**What to produce**.
Using the records below, give again exactly the lines from the line that contains "Target: foggy sky" through the line that contains "[point] white bark", both ends included, and only those.
:: Extracted records ::
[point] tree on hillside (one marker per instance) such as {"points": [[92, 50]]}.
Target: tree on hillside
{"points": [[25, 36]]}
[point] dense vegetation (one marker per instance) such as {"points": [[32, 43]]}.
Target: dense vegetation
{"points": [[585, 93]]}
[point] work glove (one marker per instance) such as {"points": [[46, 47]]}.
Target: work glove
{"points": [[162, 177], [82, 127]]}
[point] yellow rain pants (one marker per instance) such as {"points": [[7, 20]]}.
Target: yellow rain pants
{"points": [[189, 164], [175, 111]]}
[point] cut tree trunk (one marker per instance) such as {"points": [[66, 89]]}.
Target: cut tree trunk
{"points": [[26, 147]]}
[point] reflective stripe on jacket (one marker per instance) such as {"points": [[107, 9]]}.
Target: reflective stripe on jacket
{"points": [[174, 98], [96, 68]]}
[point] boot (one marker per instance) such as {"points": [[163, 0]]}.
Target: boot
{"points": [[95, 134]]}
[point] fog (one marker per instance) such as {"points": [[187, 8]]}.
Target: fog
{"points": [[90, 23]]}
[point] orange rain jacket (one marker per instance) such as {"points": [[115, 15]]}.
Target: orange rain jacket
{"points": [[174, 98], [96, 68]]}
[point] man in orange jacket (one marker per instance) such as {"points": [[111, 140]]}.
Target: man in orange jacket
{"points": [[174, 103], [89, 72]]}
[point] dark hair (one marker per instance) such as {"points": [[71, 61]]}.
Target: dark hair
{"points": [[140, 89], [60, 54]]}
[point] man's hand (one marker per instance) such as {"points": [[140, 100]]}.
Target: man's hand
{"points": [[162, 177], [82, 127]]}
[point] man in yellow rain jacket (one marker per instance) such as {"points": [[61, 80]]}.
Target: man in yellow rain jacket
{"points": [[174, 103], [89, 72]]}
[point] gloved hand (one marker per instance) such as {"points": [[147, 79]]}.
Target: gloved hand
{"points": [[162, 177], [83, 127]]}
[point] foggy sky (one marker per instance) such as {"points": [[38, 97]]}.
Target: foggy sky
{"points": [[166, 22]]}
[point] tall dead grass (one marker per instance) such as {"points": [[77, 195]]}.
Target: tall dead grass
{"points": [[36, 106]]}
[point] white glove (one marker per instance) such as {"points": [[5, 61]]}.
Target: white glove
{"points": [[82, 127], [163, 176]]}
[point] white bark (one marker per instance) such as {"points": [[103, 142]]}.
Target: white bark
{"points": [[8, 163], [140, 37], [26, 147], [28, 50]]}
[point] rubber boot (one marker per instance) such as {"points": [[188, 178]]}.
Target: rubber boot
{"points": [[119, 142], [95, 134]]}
:::
**Task result**.
Target: foggy sky
{"points": [[166, 22]]}
[point] tall dead grass (one marker per instance) such as {"points": [[77, 195]]}.
Target: tall dead grass
{"points": [[36, 106]]}
[point] white glove (one marker per instance) such as {"points": [[5, 61]]}.
Target: white glove
{"points": [[82, 127], [163, 176]]}
[point] white bark (one marker per instance) such as {"points": [[103, 142]]}.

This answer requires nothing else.